'''
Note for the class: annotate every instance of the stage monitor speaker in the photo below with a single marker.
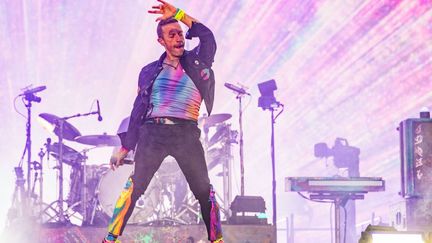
(248, 210)
(416, 171)
(248, 204)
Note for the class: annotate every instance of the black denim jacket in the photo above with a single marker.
(197, 64)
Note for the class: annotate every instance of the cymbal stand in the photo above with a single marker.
(84, 187)
(61, 214)
(40, 201)
(60, 123)
(239, 97)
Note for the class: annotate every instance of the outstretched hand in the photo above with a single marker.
(165, 9)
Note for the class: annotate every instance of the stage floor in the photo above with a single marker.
(135, 234)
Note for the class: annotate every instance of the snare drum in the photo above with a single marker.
(111, 185)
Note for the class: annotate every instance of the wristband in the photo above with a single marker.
(123, 149)
(179, 14)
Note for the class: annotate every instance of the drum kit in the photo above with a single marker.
(94, 189)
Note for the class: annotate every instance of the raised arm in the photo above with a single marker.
(167, 11)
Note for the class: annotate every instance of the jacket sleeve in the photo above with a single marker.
(206, 49)
(129, 139)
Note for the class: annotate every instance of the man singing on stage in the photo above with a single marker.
(164, 118)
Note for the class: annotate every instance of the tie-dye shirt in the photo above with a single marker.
(174, 94)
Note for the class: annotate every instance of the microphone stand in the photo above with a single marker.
(84, 193)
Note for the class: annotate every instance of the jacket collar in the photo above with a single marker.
(163, 56)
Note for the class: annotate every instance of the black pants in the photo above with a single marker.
(156, 142)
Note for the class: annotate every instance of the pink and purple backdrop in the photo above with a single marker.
(351, 69)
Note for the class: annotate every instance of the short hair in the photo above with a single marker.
(163, 23)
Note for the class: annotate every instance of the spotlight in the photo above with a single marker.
(345, 156)
(385, 234)
(267, 99)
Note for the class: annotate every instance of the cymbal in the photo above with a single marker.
(69, 131)
(70, 156)
(99, 140)
(213, 119)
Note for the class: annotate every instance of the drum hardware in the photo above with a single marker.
(99, 140)
(63, 130)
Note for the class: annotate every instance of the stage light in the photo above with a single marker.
(267, 99)
(397, 237)
(385, 234)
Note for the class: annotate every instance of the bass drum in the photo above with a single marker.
(111, 185)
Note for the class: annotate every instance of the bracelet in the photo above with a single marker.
(123, 149)
(179, 14)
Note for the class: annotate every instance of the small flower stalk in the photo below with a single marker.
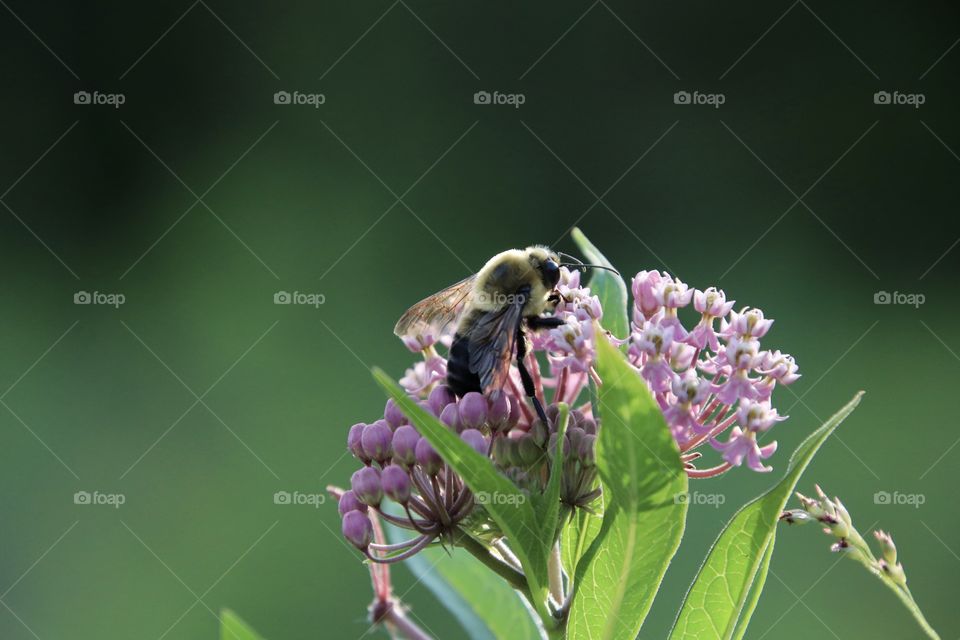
(837, 523)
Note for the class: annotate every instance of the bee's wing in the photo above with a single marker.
(434, 314)
(493, 339)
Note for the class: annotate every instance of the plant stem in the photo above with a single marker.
(555, 573)
(516, 579)
(396, 618)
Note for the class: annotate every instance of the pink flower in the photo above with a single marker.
(645, 300)
(778, 366)
(749, 323)
(424, 374)
(743, 445)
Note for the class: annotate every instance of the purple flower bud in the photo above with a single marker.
(428, 458)
(575, 435)
(405, 440)
(589, 426)
(357, 529)
(476, 440)
(498, 410)
(393, 415)
(587, 452)
(354, 442)
(553, 412)
(503, 451)
(376, 441)
(515, 412)
(473, 410)
(366, 486)
(576, 417)
(396, 483)
(440, 397)
(450, 416)
(539, 433)
(552, 447)
(348, 502)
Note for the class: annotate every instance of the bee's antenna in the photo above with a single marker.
(583, 267)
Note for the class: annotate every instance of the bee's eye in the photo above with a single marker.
(551, 273)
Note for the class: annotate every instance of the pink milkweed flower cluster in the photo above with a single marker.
(709, 379)
(712, 378)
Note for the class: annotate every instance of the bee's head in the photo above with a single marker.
(546, 264)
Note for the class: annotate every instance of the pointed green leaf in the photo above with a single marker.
(643, 521)
(607, 286)
(729, 582)
(233, 628)
(516, 518)
(548, 506)
(484, 604)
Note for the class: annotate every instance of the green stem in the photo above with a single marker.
(865, 557)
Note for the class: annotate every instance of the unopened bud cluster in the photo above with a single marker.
(837, 523)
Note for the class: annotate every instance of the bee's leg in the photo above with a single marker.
(526, 378)
(544, 322)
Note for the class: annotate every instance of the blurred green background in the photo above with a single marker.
(199, 398)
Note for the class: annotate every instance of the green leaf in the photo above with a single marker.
(643, 522)
(547, 507)
(516, 518)
(728, 585)
(233, 628)
(485, 605)
(578, 534)
(755, 590)
(607, 286)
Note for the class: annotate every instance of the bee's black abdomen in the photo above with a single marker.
(459, 377)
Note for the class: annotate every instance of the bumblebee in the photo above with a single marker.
'''
◆ PROBLEM TO WORK ON:
Restate it all word for word: every record, no pictures.

◆ TASK ANSWER:
Note for the class: annotate every instance of the stage monitor speaker in the photo below with a single marker.
(248, 210)
(416, 171)
(248, 204)
Note for the class: annotate every instance of the black denim jacket in the photo above with a single marker.
(197, 64)
Note for the class: annotate every instance of the cymbal stand in the photo above with a single marker.
(84, 187)
(61, 214)
(40, 201)
(60, 123)
(239, 97)
Note for the class: annotate every instance of the outstretched hand in the photo above with a single marker.
(165, 9)
Note for the class: annotate every instance of the stage floor in the photo above with a single marker.
(135, 234)
Note for the class: annotate every instance of the snare drum in the photo above with a single marker.
(111, 185)
Note for the class: annotate every instance of the wristband in the photo above with a single marker.
(123, 149)
(179, 14)
Note for the class: annotate every instance of the drum kit in the photo above with a single marker.
(94, 189)
Note for the class: annotate every instance of the raised arm in the photo above with a single marker.
(167, 11)
Note for the class: annotate every instance of the jacket sleeve in the photo above with a single marker.
(206, 49)
(129, 139)
Note for the class: annotate every instance of the man singing on stage in the photo above with a single marker.
(164, 118)
Note for the class: annotate every instance of the tie-dye shirt in the photo above with a single marker.
(174, 94)
Note for the class: annotate every instance of the microphone stand in the photo above with a single marker.
(84, 193)
Note for the class: annotate every instance of the jacket collar in the photo above with a single marker.
(163, 56)
Note for the class: annotate every instance of the black pants in the photo above with a single marker.
(156, 142)
Note for the class: annotate every instance of the pink and purple backdrop in the photo above with a single marker.
(351, 69)
Note for the class: annotate every instance of the short hair in the photo above with a single marker.
(163, 23)
Note for the class: annotate every instance of the spotlight in the photo above with a single marker.
(345, 156)
(385, 234)
(267, 99)
Note for the class: annotate every instance of the cymbal in the photo above with a single marker.
(69, 131)
(70, 156)
(99, 140)
(213, 119)
Note for the class: annotate every instance of the drum hardware in the photo above with a single marker.
(99, 140)
(63, 130)
Note for the class: annotate every instance of the stage light in the photo above with a single marker.
(267, 99)
(397, 237)
(385, 234)
Note for the class: annotate every instance of the bass drum in the photo above with a single marker.
(111, 185)
Note for the class: annotate every instance of the bracelet in the photo above with a single marker.
(123, 149)
(179, 14)
Note for the class: annotate every instance of the small flower stalk in the photo below with a single marker.
(837, 523)
Note for the class: annotate every instance of the bee's wing in the photo above with a single marker.
(434, 314)
(493, 339)
Note for the class: annotate every instance of the plant stem in the photo above with a single marker.
(555, 573)
(516, 579)
(396, 618)
Note for the class: annotate every instance of the pink flower in the photo above with a single marker.
(645, 300)
(778, 366)
(749, 323)
(424, 374)
(743, 445)
Note for the class: annotate every instance of the purple flower bud in the photo above with a single marker.
(428, 458)
(575, 435)
(405, 440)
(589, 426)
(357, 529)
(476, 440)
(498, 410)
(393, 415)
(587, 452)
(354, 442)
(553, 412)
(503, 451)
(376, 441)
(515, 412)
(473, 410)
(366, 486)
(576, 417)
(396, 483)
(440, 397)
(450, 416)
(539, 433)
(552, 447)
(348, 502)
Note for the class: annotate every instance of the bee's antenna in the photo above with a single marker.
(583, 267)
Note for the class: annotate every instance of the bee's eye in the photo above with a single marker.
(551, 273)
Note for the class: annotate every instance of the pink milkweed flower cluster in the photo above with a single marker.
(709, 379)
(712, 378)
Note for the class: annotate every instance of the bee's head in the photo above with a single marker.
(546, 264)
Note for the class: annotate every instance of the pointed green leaf in the photo above with a single marker.
(643, 521)
(607, 286)
(729, 582)
(233, 628)
(516, 518)
(548, 506)
(484, 604)
Note for the class: annotate every instance of the green stem in the photo above with a single marker.
(865, 557)
Note for the class: annotate every instance of the unopened bud cluster in the photo above with a single marker.
(837, 523)
Note for the class: annotate every instance of the bee's leg in the photo above with a single marker.
(526, 378)
(544, 322)
Note for the class: annotate every instance of the blurred green background in the photo above with a single marker.
(199, 398)
Note for the class: annotate every instance of the green leaf in the photo above with a single marker.
(643, 522)
(547, 507)
(516, 518)
(728, 585)
(233, 628)
(485, 605)
(578, 534)
(755, 590)
(607, 286)
Note for the class: annotate every instance of the bee's black abdomen in the photo above with a single marker.
(459, 377)
Note for the class: annotate every instance of the bumblebee in the photo above with a single marker.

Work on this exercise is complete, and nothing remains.